Find each line in the records below that contains the word "When" and copy every one of those lines in full.

ENTRIES SHOWN.
## Start

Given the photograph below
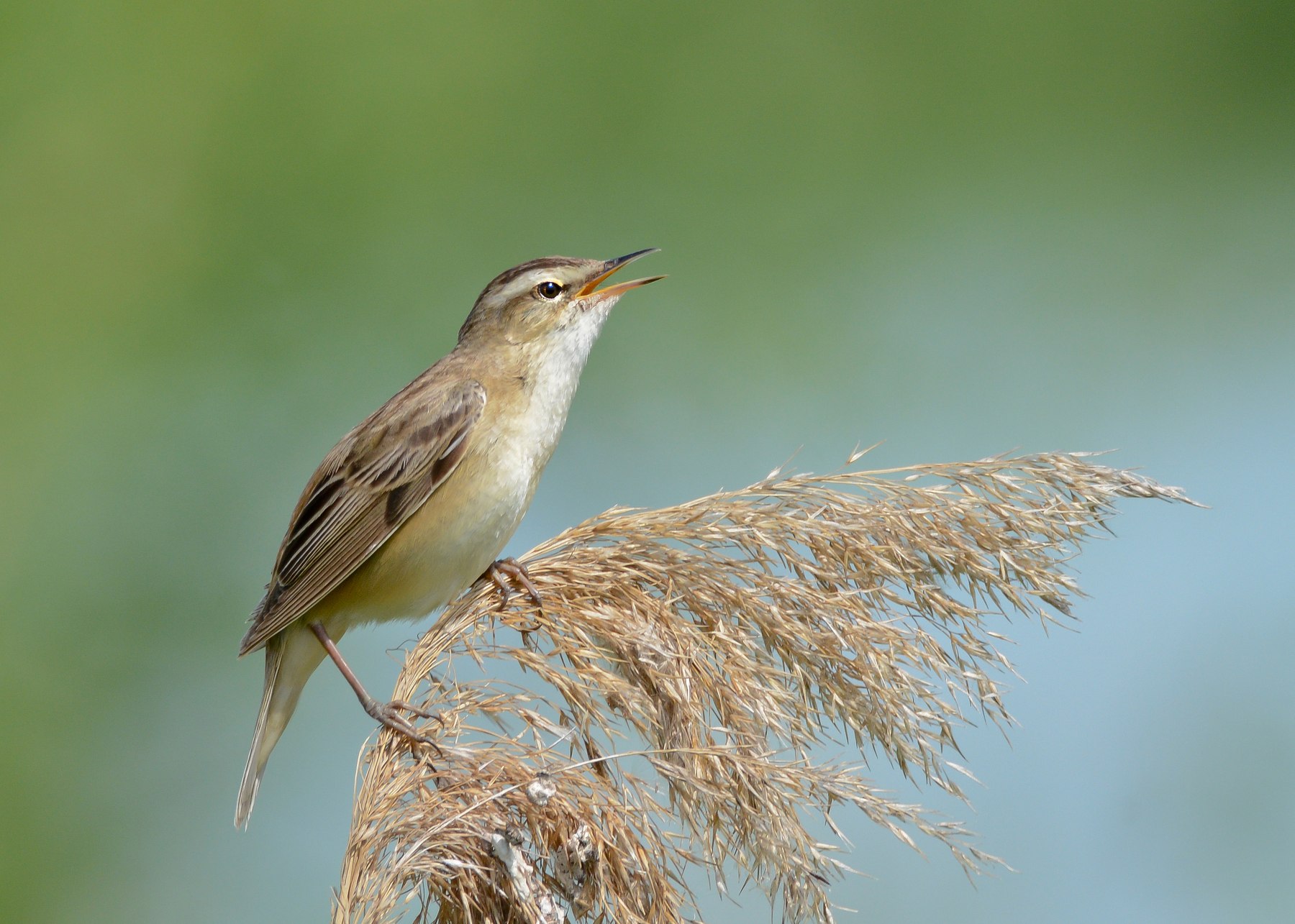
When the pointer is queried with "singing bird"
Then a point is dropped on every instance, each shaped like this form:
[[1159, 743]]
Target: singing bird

## End
## Start

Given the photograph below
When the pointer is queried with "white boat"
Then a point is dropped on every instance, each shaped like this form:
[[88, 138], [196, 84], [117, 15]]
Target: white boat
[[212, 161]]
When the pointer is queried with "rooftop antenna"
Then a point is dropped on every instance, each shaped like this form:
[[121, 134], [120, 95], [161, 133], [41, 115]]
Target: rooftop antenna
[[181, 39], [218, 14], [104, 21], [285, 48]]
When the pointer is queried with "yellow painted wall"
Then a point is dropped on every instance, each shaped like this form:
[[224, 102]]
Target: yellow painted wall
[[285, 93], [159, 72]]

## End

ANSWER TO THE EXERCISE.
When the pointer is queried with "singing bird"
When the pointer is queried with "white boat"
When the pointer is queried with "rooftop antenna"
When the pointer is queried with "yellow painted wall"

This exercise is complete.